▸ **Source extract**:
Rover Fuel Came From Russian Nuke Factory, But Supplies Running Low 139
gbrumfiel writes "The Curiosity rover will soon start rolling, and when it does, it will be running on gas from a Russian weapons plant. Slate has the story of how the plutonium-238 that powers the rover came from Mayak, a Soviet-era bomb factory. Mayak made the fuel through reprocessing, a chemical process used to make nuclear warheads that also polluted the surrounding environment. After the cold war ended, the Russians sold the spare Pu-238 to NASA, which put some of it into Curiosity. Now, the Russian supply is running low and NASA hopes to restart Pu-238 production on U.S. soil (They're planning on making less of a mess this time)."
One interesting way of dealing with nuclear waste: reprocess fuel a few times, extracting Pu-238 and friends (those pesky "have to keep waste sealed forever to prevent hyper-squirrels in the year 3,001,000 from being irradiated" elements) and launching an army of deep space probes. But then there's the waste stream from reprocessing...
Re:Good (Score:1, Interesting)
Good. Nice to see plutonium used for more worthwhile endeavours than nuclear weapons.
In other news, /. anti-nuke nuts discover MOX fuel [wikipedia.org] and that reactors like CANDU [wikipedia.org] can use it as a fuel source.
LFTR is the way to go (Score:5, Interesting)
One useful byproduct of the liquid fluoride thorium reactor is PU238 [glerner.com]
Re:Good (Score:5, Interesting)
Considering nuclear weapons gave us MAD which gave us a period of relative calm that didn't involve something called WW3 I'm inclined to call your comment hyperbole.
Re:LFTR is the way to go (Score:5, Interesting)

▸ **Task description**:
Check each statement against the rover fuel story. Answer yes or no, quoting the words of the story that decide it.
1. The plutonium-238 powering Curiosity came from a Soviet-era bomb factory called Mayak.
2. NASA bought the spare Pu-238 from the Russians before the cold war ended.
3. The Russian supply of Pu-238 is still plentiful.

▸ **Dataset**:
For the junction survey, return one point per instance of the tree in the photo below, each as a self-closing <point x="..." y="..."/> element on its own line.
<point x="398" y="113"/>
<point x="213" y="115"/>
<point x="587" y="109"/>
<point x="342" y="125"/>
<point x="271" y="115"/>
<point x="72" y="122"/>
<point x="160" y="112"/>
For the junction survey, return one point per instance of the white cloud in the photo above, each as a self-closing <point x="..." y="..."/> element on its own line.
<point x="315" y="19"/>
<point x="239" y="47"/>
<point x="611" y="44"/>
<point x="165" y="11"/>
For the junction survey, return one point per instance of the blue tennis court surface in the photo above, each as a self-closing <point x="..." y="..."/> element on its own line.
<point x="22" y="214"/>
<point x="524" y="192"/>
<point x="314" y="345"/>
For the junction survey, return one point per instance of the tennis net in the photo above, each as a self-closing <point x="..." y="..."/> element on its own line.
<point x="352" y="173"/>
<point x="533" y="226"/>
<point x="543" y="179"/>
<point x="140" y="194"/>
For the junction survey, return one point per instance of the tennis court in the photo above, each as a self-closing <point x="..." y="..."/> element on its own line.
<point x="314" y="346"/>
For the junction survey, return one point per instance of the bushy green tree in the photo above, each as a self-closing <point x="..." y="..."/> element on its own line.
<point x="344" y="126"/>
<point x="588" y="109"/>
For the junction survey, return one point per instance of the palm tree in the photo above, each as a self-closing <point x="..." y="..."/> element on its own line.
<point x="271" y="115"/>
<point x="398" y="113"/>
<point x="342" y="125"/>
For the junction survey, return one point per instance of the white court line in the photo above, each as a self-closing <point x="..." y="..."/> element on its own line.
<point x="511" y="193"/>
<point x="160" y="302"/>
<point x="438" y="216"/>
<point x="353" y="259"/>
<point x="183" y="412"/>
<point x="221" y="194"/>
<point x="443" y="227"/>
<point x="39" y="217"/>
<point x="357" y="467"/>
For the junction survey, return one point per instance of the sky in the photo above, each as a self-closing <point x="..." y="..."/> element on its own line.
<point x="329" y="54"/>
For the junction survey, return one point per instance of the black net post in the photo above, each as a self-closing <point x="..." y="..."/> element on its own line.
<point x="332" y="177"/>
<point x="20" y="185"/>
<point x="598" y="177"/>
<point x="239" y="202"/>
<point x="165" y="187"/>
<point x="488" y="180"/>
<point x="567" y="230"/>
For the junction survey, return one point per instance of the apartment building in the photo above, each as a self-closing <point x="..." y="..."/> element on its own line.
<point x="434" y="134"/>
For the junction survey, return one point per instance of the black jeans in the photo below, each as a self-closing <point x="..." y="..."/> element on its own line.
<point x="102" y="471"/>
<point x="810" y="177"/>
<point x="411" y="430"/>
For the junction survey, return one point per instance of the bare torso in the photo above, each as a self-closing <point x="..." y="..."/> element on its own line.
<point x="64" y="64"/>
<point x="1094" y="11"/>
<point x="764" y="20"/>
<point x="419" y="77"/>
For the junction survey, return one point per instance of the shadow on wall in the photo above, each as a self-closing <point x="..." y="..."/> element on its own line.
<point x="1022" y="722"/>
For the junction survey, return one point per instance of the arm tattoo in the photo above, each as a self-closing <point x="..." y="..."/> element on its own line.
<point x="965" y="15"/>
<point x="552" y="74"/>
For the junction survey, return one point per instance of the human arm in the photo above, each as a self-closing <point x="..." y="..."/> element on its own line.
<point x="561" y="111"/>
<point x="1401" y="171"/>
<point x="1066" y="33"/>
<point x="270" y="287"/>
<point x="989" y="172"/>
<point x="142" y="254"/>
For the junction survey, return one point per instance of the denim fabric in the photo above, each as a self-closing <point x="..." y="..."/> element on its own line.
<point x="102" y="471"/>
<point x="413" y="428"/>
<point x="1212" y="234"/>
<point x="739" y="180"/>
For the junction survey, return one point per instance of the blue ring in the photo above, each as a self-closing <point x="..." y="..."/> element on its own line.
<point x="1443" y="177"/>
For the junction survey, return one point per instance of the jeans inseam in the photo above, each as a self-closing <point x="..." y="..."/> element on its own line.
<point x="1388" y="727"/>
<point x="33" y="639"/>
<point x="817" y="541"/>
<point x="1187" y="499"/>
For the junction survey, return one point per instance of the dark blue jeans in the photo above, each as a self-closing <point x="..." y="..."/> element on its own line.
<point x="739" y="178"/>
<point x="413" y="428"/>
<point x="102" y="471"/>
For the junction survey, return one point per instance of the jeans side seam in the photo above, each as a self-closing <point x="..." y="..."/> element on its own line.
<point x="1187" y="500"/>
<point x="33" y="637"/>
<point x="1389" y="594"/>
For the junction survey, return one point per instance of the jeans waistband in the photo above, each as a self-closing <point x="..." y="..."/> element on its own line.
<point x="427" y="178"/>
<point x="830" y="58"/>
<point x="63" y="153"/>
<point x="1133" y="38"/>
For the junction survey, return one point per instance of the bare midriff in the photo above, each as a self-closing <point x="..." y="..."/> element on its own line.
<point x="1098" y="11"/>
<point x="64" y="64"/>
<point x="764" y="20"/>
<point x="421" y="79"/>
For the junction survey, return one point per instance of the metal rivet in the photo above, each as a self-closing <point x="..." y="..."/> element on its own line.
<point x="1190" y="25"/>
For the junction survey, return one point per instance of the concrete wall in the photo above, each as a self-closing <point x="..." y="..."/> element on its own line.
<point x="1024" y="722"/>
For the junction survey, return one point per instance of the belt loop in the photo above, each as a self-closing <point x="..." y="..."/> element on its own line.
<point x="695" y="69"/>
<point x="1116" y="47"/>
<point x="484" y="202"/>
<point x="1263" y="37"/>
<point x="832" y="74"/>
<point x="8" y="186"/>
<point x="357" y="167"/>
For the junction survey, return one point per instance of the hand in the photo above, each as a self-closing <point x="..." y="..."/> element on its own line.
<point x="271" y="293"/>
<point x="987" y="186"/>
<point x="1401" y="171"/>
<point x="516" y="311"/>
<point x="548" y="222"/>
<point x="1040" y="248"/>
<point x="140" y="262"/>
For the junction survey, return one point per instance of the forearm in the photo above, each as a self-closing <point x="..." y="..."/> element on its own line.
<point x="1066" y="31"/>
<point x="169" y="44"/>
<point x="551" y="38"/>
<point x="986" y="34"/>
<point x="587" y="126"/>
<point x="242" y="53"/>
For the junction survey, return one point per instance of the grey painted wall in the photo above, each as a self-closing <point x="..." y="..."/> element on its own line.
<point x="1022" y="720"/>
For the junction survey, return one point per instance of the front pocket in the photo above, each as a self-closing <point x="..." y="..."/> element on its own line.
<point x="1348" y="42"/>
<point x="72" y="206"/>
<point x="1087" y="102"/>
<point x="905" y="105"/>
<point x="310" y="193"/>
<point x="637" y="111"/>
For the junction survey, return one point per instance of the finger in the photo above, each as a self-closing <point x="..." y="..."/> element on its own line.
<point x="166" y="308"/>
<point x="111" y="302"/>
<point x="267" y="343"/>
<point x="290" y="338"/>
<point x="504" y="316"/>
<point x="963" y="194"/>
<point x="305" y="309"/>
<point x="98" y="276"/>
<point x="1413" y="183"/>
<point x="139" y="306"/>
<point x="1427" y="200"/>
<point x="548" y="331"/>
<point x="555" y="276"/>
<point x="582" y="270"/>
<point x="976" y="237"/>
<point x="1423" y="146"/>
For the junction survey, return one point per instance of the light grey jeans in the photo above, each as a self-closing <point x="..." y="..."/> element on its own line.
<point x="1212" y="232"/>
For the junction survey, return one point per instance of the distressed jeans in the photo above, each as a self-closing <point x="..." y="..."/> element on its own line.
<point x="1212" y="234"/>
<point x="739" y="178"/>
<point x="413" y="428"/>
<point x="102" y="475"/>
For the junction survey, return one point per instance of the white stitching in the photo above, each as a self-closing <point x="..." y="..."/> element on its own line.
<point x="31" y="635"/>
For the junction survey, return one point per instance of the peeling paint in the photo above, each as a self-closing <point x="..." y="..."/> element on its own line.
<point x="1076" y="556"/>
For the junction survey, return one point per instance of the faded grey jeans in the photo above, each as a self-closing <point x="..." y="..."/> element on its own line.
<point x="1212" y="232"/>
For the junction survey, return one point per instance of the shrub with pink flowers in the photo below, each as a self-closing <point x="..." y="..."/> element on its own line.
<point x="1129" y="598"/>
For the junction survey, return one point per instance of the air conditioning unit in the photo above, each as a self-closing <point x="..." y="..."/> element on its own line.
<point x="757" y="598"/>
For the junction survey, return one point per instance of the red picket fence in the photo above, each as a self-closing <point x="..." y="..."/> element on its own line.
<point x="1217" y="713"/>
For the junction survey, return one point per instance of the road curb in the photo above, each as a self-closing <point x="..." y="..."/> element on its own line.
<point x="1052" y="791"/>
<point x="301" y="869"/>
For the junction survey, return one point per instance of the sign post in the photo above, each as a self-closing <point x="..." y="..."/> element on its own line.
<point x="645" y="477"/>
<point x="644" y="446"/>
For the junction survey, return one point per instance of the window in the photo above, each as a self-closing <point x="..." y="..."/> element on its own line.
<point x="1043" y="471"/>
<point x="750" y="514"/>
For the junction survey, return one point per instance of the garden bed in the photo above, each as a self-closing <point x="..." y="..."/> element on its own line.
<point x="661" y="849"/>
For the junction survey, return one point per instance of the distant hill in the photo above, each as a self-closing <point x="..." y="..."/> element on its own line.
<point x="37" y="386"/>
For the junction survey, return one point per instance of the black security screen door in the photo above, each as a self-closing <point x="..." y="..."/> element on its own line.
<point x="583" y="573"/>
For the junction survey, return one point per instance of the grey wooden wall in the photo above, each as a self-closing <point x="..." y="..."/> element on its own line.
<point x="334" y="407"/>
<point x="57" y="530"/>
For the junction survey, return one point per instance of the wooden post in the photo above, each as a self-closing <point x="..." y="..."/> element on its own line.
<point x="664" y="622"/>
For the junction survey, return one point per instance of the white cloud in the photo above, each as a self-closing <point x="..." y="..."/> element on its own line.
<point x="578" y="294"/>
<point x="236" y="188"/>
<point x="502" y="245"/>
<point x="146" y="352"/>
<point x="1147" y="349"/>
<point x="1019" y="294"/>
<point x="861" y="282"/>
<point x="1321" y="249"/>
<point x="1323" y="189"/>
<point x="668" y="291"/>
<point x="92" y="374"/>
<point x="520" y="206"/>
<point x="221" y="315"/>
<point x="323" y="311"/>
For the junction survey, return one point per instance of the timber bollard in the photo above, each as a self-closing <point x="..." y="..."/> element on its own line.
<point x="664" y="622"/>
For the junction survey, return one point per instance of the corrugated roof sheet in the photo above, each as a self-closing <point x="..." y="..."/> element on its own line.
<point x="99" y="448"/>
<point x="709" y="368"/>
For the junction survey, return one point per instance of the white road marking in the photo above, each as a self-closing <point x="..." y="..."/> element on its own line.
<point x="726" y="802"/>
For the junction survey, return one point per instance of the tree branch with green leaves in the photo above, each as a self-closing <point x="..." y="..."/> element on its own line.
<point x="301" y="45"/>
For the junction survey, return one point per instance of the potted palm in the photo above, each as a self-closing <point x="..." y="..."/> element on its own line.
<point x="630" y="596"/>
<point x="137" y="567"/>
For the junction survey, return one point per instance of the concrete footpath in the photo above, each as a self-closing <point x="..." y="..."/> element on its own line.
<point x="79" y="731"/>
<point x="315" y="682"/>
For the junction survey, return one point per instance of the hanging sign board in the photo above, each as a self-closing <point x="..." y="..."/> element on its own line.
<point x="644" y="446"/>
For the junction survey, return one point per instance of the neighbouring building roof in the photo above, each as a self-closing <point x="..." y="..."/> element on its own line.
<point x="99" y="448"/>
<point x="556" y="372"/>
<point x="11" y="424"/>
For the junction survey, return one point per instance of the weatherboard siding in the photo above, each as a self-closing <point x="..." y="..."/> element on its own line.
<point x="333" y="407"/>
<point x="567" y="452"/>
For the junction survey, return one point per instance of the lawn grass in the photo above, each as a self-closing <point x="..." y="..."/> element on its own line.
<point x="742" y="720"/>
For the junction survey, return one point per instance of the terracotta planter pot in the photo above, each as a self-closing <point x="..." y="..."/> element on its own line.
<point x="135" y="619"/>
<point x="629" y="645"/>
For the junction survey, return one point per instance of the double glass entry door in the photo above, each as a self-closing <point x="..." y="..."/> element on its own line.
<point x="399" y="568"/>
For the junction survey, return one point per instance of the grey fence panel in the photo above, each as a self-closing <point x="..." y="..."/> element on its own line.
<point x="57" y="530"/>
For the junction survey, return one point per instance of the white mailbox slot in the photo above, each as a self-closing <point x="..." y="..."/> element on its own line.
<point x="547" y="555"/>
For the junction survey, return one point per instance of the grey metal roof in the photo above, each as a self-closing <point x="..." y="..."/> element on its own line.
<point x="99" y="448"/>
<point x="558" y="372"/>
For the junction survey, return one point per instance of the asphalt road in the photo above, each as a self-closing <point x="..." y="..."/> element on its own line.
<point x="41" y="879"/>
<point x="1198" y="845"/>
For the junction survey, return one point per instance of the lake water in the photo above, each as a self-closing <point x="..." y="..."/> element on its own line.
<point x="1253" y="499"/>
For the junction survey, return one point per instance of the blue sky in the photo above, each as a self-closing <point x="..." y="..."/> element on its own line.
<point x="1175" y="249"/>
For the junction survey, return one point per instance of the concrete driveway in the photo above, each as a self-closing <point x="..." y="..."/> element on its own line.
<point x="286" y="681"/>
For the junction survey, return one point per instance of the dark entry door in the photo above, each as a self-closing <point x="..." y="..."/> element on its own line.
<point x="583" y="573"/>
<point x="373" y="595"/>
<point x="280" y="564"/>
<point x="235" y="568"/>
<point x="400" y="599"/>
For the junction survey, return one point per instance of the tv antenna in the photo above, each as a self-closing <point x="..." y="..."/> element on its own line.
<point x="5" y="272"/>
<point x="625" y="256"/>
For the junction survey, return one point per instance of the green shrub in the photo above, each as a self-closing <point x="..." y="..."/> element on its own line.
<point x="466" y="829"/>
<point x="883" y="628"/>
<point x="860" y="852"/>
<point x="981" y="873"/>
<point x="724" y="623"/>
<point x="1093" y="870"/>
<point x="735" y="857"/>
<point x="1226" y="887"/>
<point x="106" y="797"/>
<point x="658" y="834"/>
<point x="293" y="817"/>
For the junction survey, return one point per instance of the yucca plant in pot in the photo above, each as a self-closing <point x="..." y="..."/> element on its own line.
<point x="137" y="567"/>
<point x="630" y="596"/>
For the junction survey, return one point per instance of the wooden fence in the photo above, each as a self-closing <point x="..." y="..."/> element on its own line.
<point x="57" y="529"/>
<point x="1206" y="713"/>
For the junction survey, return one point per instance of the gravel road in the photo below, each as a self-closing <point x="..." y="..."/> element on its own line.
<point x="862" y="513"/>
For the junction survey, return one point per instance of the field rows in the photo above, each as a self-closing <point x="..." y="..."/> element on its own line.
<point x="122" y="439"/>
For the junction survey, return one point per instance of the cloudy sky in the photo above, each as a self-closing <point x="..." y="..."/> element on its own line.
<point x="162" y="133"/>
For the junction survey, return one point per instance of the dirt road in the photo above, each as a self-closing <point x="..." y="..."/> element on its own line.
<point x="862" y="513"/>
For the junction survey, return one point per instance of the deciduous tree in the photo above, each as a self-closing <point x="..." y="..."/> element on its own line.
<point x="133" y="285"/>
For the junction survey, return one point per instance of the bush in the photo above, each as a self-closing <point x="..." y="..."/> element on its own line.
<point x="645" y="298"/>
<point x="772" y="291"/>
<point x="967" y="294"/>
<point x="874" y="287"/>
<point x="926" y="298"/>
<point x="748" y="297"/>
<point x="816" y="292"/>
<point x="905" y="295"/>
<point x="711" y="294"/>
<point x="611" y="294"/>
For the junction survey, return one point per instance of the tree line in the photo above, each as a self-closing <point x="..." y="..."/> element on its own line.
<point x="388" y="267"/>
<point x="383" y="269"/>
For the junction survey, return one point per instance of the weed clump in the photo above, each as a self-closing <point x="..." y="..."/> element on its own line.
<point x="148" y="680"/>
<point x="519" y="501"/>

▸ **Solution**:
1. Yes: "the plutonium-238 that powers the rover came from Mayak, a Soviet-era bomb factory"
2. No: "After the cold war ended, the Russians sold the spare Pu-238 to NASA"
3. No: "Now, the Russian supply is running low"